Set problem
List every line in the records that contains the string "without", copying each such line in full. Match case exactly.

Collected data entries:
════

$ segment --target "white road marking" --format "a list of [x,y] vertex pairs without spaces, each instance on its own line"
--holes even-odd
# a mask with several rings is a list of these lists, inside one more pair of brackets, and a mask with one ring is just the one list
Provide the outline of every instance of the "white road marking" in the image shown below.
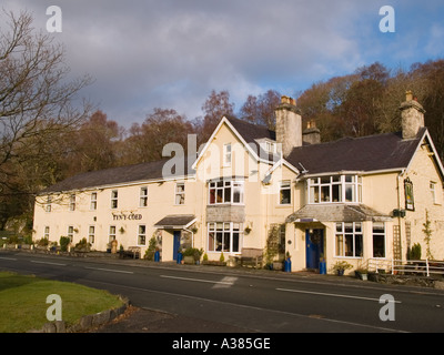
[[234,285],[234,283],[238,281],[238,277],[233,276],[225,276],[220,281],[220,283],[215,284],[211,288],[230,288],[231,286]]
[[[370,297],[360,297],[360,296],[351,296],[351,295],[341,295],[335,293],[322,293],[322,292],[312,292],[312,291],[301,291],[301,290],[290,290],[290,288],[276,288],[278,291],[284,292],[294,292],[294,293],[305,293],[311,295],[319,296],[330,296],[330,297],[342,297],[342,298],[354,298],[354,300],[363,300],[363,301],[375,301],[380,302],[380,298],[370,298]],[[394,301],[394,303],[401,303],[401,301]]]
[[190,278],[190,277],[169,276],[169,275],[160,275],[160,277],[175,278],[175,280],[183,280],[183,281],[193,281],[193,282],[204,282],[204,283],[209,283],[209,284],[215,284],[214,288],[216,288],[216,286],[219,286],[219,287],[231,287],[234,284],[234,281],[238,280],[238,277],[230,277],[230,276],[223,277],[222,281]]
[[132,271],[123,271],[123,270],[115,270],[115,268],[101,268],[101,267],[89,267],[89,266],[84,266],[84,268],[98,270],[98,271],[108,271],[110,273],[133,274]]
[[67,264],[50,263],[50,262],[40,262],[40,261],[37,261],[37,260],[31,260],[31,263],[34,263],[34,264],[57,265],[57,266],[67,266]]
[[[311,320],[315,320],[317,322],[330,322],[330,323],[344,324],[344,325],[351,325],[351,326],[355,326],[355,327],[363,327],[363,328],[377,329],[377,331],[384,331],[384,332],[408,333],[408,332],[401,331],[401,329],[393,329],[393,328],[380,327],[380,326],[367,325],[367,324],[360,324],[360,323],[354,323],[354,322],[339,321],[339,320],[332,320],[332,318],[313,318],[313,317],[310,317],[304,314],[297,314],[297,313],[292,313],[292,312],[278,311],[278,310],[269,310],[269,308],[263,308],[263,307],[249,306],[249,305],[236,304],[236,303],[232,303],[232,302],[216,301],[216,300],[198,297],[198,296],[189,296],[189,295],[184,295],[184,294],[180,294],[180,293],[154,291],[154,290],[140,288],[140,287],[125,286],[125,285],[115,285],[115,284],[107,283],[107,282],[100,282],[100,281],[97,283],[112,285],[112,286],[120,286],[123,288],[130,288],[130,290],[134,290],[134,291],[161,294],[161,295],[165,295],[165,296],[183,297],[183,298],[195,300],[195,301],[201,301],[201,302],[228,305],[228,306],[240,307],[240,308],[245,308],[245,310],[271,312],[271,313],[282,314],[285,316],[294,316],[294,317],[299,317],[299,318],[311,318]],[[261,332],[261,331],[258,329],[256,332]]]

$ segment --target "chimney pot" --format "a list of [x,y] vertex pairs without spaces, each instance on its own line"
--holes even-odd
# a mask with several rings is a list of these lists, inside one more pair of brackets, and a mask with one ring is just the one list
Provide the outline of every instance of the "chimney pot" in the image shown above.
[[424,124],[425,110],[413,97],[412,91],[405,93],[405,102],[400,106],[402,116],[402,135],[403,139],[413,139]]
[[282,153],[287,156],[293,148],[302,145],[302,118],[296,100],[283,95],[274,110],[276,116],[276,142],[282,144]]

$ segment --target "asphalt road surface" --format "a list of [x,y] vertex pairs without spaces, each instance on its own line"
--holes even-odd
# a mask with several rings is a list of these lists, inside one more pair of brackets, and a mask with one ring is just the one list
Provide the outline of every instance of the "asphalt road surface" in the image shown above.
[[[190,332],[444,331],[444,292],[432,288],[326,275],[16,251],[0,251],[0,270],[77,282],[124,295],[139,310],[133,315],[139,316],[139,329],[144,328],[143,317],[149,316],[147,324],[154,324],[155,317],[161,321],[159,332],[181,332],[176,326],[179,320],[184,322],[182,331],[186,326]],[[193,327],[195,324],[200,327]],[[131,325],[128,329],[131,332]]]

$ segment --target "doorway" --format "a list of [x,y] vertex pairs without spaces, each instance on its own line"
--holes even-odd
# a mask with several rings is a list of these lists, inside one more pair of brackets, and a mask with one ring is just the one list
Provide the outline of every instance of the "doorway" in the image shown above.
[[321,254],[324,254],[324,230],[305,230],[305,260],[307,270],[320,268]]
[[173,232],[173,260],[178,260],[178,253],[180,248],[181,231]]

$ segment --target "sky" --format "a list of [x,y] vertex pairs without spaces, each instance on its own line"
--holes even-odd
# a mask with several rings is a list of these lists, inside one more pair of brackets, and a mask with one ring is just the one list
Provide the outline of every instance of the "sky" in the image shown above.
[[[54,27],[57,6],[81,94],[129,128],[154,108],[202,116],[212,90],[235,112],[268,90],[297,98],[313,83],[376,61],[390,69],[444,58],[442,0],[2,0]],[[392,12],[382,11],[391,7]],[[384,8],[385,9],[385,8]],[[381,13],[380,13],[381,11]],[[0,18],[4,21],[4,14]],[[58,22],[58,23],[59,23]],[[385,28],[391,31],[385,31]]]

════

Finished answer
$ segment --target "white road marking" --format "a list of [x,y] vertex pairs without spaces, each instance on its own line"
$ segment --target "chimney pot" --format "a list of [x,y] vertex pairs without spaces, each instance on its own line"
$ segment --target "asphalt road surface" --format "a list of [x,y] vertex pairs without spaces, each instance on its own line"
$ segment --target "doorway" --format "a list of [x,y] vertex pairs without spaces, each instance on its own line"
$ segment --target "sky" --format "a list of [x,y] vertex pairs without spaces, each instance on its own line"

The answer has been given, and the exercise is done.